Bolsonaro foi condenado por abuso de poder político e uso indevido dos meios de comunicação, devido a uma reunião com embaixadores no ano passado. Na ocasião, ele fez ataques infundados ao sistema eleitoral brasileiro. O foco dos cinco ministros que votaram pela condenação foi justamente o conteúdo mentiroso do discurso feito aos representantes estrangeiros.
O presidente do TSE, ministro Alexandre de Moraes, ressaltou que a Corte já havia determinado que a desinformação sobre o sistema eleitoral era passível de cassação e inelegibilidade. Os parâmetros foram estabelecidos em dois casos: a cassação do deputado estadual Fernando Francischini (PSL-PR), por divulgar notícias falsas sobre urnas, e a absolvição da chapa do próprio Bolsonaro na eleição de 2018 por disparo em massa de mensagens.
De acordo com Moraes, nenhum candidato poderia declarar surpresa, muito menos Bolsonaro, porque um dos casos envolveu ele mesmo.
— E foi muito importante a fixação desses parâmetros, como é muito importante a reafirmação desses parâmetros no julgamento de hoje. Foi importante para as eleições de 2022 e será importante para as eleições de 2024, 2026 e assim por diante. Para que pré-candidatos e candidatos não se utilizem dos seus cargos públicos para disseminar notícias fraudulentas sobre o sistema eleitoral — afirmou Moraes no julgamento de sexta.
Relator da ação, Benedito Gonçalves foi além e afirmou que as atitudes de Bolsonaro “transbordam” o que havia sido definido no julgamento de Francischini:
— A verdade é que os ilícitos comprovados neste feito em tudo transbordam os critérios que haviam sido aplicados naquele julgamento, e me levam a ter que recorrer a termos contundentes, que reflitam a gravidade de tudo o que foi apurado.
Já o ministro Floriano Marques rebateu a ideia de que as declarações de Bolsonaro na reunião não foram graves o suficiente para justificar a inelegibilidade:
— O que pode ser mais grave no agir de um chefe de Estado que, visando a objetivos eleitorais, mobilizar o aparato da República para passar internacionalmente a ideia de que as eleições brasileiras não são limpas? — questionou.
Mesmo Nunes Marques e Raul Araújo, que votaram pela improcedência da ação, destacaram que não há provas de fraude
— O voto eletrônico, que como sabemos vai muito além da urna eletrônica, é a experiência mais bem-sucedida e executada por todo o Judiciário brasileiro — disse Nunes Marques. — Ouso e me orgulho a dizer que, no tocante à recepção, apuração e divulgação de votos, nosso sistema é o mais avançado do mundo.

### Dados disponíveis
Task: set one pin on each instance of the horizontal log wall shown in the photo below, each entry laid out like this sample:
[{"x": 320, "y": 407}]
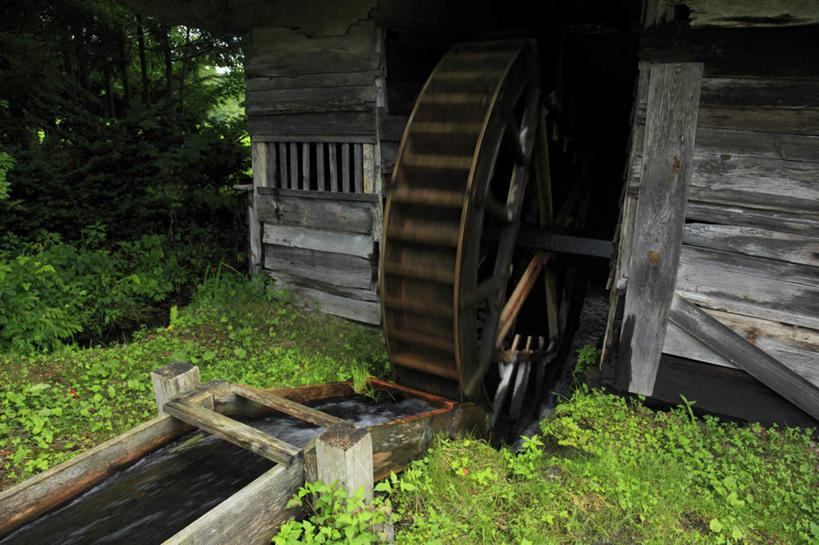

### O que se pede
Reescreva o trecho do texto sobre o julgamento de Bolsonaro que vai de "Relator da ação, Benedito" a "limpas? — questionou.", trocando "transbordam" por "ultrapassam".

### Resposta ao exercício
Relator da ação, Benedito Gonçalves foi além e afirmou que as atitudes de Bolsonaro “ultrapassam” o que havia sido definido no julgamento de Francischini:
— A verdade é que os ilícitos comprovados neste feito em tudo ultrapassam os critérios que haviam sido aplicados naquele julgamento, e me levam a ter que recorrer a termos contundentes, que reflitam a gravidade de tudo o que foi apurado.
Já o ministro Floriano Marques rebateu a ideia de que as declarações de Bolsonaro na reunião não foram graves o suficiente para justificar a inelegibilidade:
— O que pode ser mais grave no agir de um chefe de Estado que, visando a objetivos eleitorais, mobilizar o aparato da República para passar internacionalmente a ideia de que as eleições brasileiras não são limpas? — questionou.